[Region segmentation data]

===============

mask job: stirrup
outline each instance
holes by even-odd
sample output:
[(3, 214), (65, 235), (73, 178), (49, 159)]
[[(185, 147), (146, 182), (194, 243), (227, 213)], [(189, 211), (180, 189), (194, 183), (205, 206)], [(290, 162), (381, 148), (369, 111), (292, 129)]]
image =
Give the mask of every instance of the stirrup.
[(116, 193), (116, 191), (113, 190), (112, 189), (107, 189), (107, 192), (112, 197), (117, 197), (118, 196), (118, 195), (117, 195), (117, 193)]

===============

**EXERCISE:**
Write out every line of these records again, requests included, shifting each coordinate in the answer outlines up by 91. Numbers in the requests and their sample output stay as they are.

**EXERCISE ANSWER:**
mask job: stirrup
outline each instance
holes by even-odd
sample output:
[(3, 214), (65, 235), (73, 178), (49, 159)]
[[(185, 147), (146, 182), (194, 243), (227, 213)], [(189, 211), (180, 189), (194, 183), (205, 206)], [(290, 162), (381, 148), (369, 111), (292, 129)]]
image =
Give the mask of every instance of the stirrup.
[(207, 284), (207, 282), (204, 281), (203, 280), (198, 280), (198, 283), (203, 288), (208, 288), (209, 287), (209, 286), (208, 286), (208, 284)]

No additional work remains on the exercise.